• Extract provided:
The Einang stone  (Einangsteinen) is a runestone located east of the Einang Sound near Fagernes, in Oppland, Norway, notable for the age of its runic inscription. The Einang runestone is located within the extensive Gardberg site. It is placed on a grave mound on a ridge overlooking the Valdres valley. There are several other grave mounds nearby. Today the runestone is protected by glass walls and a roof.

Description
The Einang stone bears an Elder Futhark inscription in Proto-Norse that has been dated to the 4th century. It is the oldest runestone still standing at its original location, and it may be the earliest inscription to mention the word runo 'rune'. Here the word appears in the singular. Additionally, the verb used in the inscription for the act of inscribing is faihido, which literally means 'painted'. This may mean that the inscription was originally highlighted with paint.

• Record extracts:
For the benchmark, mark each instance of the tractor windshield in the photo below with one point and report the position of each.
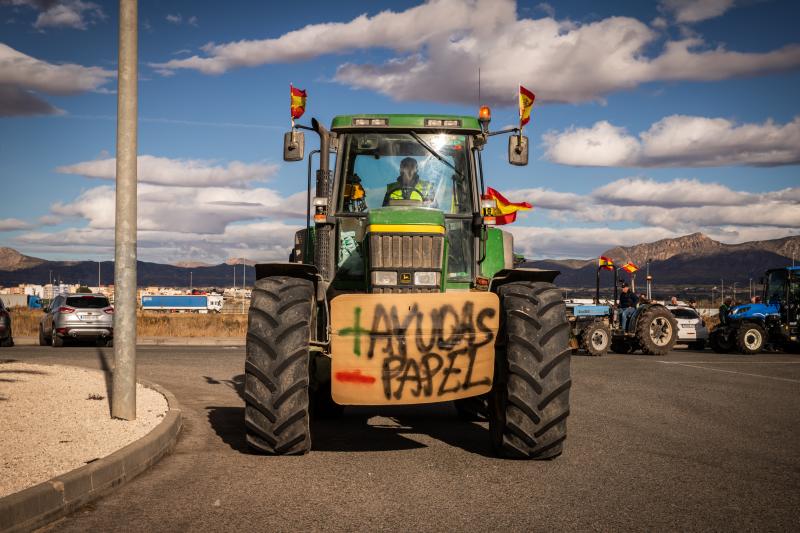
(776, 286)
(406, 169)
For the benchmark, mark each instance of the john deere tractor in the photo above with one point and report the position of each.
(749, 328)
(402, 292)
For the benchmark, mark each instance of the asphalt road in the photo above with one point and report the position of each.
(690, 441)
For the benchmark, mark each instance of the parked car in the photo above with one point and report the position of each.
(77, 316)
(6, 337)
(691, 326)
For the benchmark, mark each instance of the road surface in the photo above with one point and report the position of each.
(689, 441)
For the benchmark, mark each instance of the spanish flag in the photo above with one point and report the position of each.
(505, 212)
(629, 267)
(526, 98)
(605, 263)
(298, 102)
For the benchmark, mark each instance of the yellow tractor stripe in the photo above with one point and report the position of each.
(405, 228)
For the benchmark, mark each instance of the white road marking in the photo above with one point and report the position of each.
(729, 371)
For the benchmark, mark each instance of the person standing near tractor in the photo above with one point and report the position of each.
(724, 309)
(627, 304)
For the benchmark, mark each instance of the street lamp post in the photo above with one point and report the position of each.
(123, 399)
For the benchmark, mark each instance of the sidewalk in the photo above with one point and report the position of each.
(62, 449)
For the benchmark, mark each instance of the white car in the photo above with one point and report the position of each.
(691, 326)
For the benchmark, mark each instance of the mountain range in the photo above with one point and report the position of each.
(692, 259)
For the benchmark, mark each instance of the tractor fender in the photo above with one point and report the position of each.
(294, 270)
(509, 275)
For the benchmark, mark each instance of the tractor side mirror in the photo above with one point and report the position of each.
(518, 150)
(294, 143)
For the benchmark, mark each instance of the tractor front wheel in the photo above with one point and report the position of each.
(277, 366)
(529, 401)
(656, 331)
(750, 339)
(596, 338)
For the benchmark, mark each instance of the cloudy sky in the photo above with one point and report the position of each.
(652, 119)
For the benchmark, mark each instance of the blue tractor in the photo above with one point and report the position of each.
(749, 328)
(596, 328)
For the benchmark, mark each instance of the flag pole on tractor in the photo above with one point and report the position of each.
(526, 98)
(631, 269)
(603, 263)
(297, 103)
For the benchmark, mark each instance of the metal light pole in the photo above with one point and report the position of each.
(123, 401)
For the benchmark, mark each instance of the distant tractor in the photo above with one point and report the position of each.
(652, 328)
(749, 328)
(402, 292)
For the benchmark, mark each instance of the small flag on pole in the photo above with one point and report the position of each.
(605, 263)
(506, 211)
(297, 103)
(629, 267)
(526, 99)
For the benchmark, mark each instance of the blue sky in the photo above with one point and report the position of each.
(653, 119)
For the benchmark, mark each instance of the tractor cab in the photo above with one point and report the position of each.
(400, 290)
(751, 327)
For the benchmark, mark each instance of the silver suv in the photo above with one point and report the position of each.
(77, 316)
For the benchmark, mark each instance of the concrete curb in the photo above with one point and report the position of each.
(160, 341)
(38, 505)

• What to produce:
Revise the Einang stone text starting with "Description" and going on through "highlighted with paint.", putting "Old Norse" in place of "Proto-Norse".

• Answer to the problem:
Description
The Einang stone bears an Elder Futhark inscription in Old Norse that has been dated to the 4th century. It is the oldest runestone still standing at its original location, and it may be the earliest inscription to mention the word runo 'rune'. Here the word appears in the singular. Additionally, the verb used in the inscription for the act of inscribing is faihido, which literally means 'painted'. This may mean that the inscription was originally highlighted with paint.